-- Start Selected text --
Going Down is a 32-level megawad for Doom II released in 2013, and a winner in that year's Cacowards. It was created by the English freelance animator Cyriak Harris. 
Icarus: Alien Vanguard is a 32-level megawad for Doom II created by TeamTNT and released on March 22, 1996. It was developed as a freeware release after TNT: Evilution was picked up by id Software to be released as part of Final Doom.
 Memento Mori is a 32-level megawad for Doom II created by two members of The Innocent Crew, Denis and Thomas Möller, along with other authors, including Tom Mustaine and both Dario and Milo Casali. It was initially released on December 10, 1995, and saw an updated release in February 1996. A 32-level sequel megawad, Memento Mori II, was created and released on July 27, 1996. In Doomworld's Top 100 WADs of All Time, Memento Mori was voted as the #1 WAD of 1996, and its sequel as #2.
 Requiem is a 32-level megawad for Doom II created by the same people that worked on the previously released Memento Mori series, in addition to some new mappers that worked specifically on this project. It was released and uploaded on the idgames archive on July 4, 1997.
-- End Selected text --
# Aim A
Find every line of the records that contains the word "piling" and copy each one. Case counts.
-- Start Material to process --
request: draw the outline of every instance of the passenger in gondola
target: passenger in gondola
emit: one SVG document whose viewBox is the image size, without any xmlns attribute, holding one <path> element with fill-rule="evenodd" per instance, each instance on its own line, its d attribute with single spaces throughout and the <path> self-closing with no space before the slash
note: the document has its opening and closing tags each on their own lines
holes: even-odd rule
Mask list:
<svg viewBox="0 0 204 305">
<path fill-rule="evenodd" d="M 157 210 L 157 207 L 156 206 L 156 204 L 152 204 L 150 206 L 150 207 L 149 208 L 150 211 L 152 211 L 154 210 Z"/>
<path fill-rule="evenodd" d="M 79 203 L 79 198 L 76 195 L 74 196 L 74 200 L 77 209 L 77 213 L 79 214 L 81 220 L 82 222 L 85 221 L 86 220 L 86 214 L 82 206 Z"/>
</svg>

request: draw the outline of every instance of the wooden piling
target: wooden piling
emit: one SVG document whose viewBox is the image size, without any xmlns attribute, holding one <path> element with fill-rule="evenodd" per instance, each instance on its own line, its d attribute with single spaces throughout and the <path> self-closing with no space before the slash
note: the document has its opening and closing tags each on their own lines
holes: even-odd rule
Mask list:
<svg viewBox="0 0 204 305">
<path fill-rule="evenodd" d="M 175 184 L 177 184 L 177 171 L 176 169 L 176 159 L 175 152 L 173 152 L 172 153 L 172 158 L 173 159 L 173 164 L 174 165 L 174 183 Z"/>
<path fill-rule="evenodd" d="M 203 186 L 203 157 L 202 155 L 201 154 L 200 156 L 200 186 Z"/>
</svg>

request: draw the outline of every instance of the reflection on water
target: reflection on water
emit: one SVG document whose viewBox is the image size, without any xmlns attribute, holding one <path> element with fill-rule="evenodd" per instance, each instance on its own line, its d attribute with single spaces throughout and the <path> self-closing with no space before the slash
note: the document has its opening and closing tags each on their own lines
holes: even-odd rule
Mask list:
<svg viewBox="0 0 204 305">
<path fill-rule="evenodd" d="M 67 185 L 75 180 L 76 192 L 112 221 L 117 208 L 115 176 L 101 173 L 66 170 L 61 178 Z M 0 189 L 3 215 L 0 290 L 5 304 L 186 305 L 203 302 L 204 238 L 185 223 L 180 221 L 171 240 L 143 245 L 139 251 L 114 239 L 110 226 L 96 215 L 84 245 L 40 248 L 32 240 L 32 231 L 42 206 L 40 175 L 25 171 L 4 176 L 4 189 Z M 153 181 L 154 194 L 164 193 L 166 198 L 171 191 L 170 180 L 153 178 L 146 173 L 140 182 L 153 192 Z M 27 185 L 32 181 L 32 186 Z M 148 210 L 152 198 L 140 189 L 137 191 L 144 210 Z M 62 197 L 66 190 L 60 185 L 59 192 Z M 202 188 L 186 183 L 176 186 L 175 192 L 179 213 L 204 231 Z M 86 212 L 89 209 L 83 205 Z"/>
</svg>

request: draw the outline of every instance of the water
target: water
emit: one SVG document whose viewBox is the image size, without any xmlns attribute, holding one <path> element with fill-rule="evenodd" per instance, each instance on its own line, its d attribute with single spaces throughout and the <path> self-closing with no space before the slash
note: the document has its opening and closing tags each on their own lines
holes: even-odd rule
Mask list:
-- End Material to process --
# Aim B
Reproduce word for word the part of the megawad text that opens with the words "Going Down is" and closes with "animator Cyriak Harris.".

# Expected answer A
request: draw the outline of every instance of the wooden piling
target: wooden piling

# Expected answer B
Going Down is a 32-level megawad for Doom II released in 2013, and a winner in that year's Cacowards. It was created by the English freelance animator Cyriak Harris.